**EXERCISE GOAL:**
Report each line of the records below that contains the word "point", matching case exactly.

**MATERIAL PROVIDED:**
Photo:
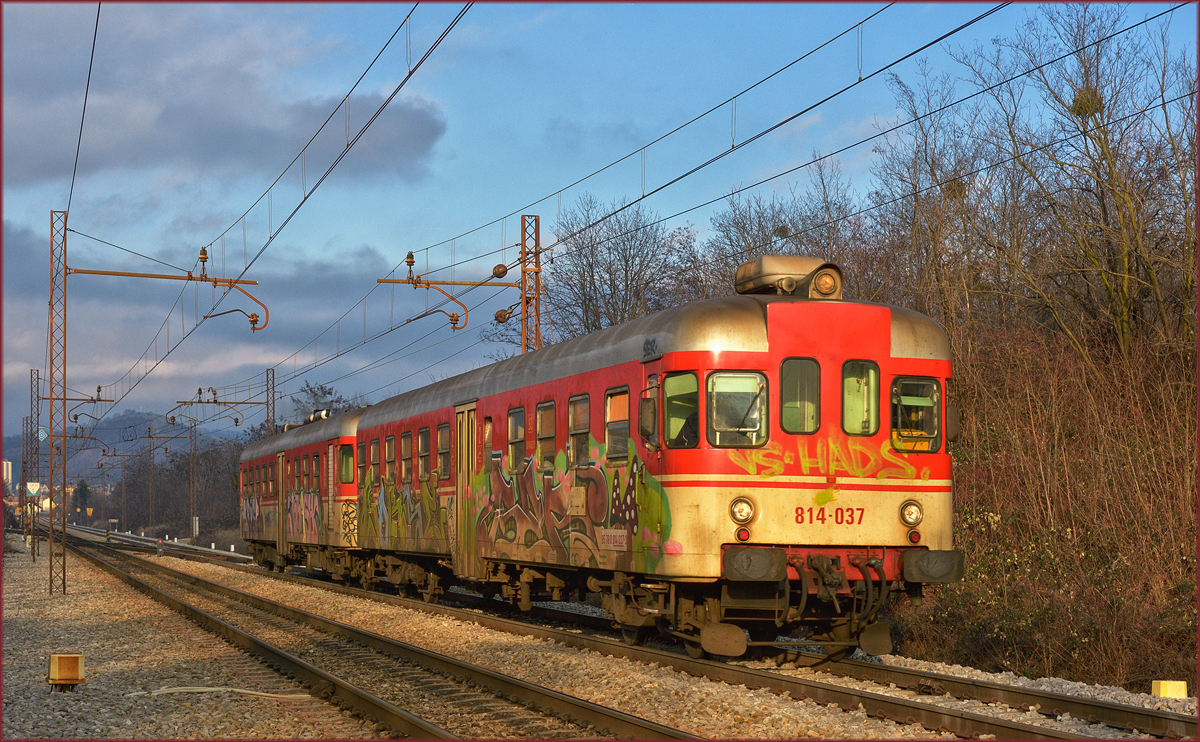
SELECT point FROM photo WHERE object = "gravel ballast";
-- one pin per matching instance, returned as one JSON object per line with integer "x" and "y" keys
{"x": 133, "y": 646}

...

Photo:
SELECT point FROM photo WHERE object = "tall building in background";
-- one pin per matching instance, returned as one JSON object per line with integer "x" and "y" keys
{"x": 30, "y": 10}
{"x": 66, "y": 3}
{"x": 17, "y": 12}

...

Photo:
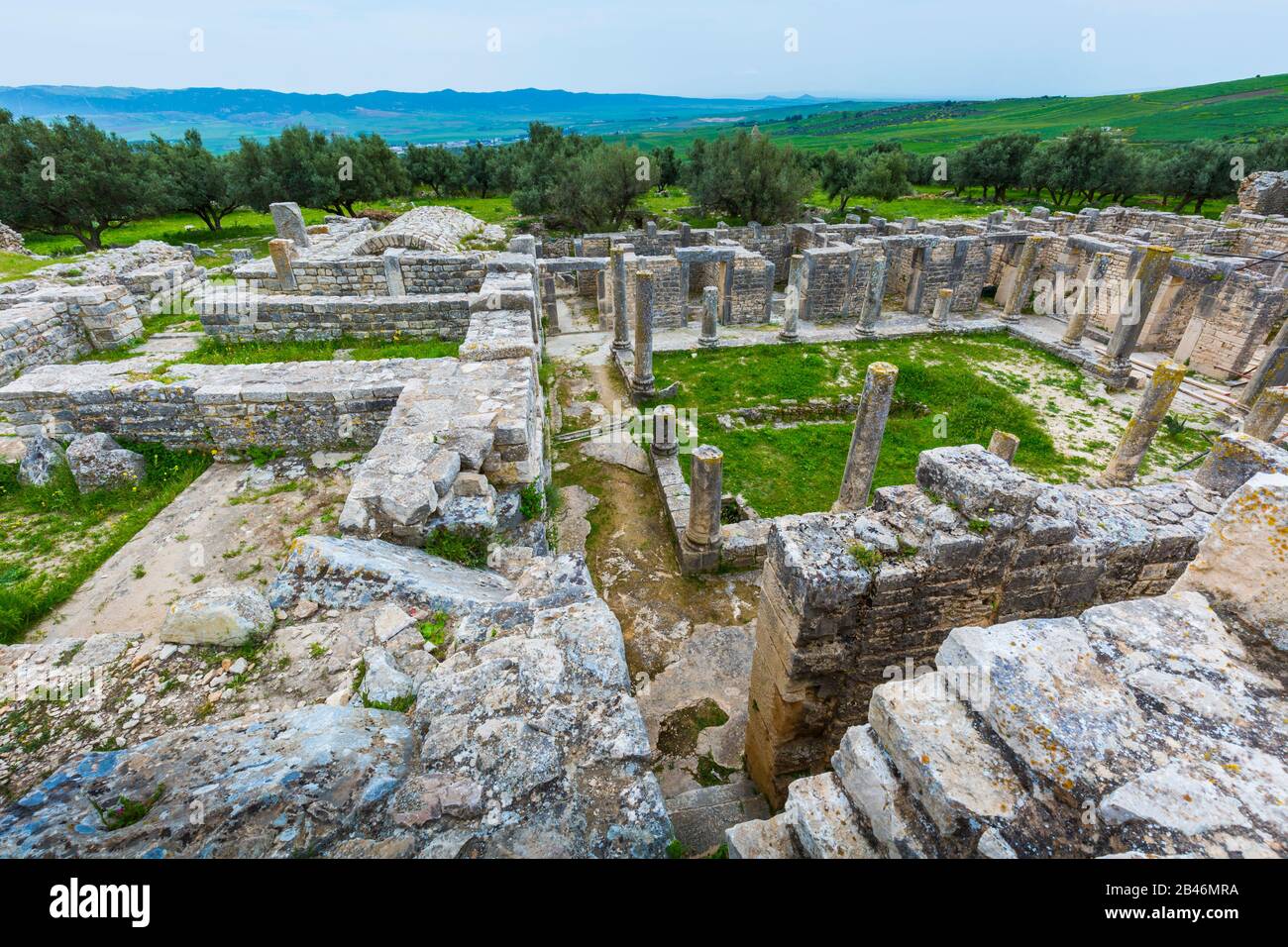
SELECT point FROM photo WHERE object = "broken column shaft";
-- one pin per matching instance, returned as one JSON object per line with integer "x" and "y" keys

**SOLVED EXERCISE:**
SELECT point FROM photo WHERE object = "gravel ballast";
SELECT point FROM photo WHERE object = "tall building in background";
SELECT point FROM photo WHERE object = "broken column shaft";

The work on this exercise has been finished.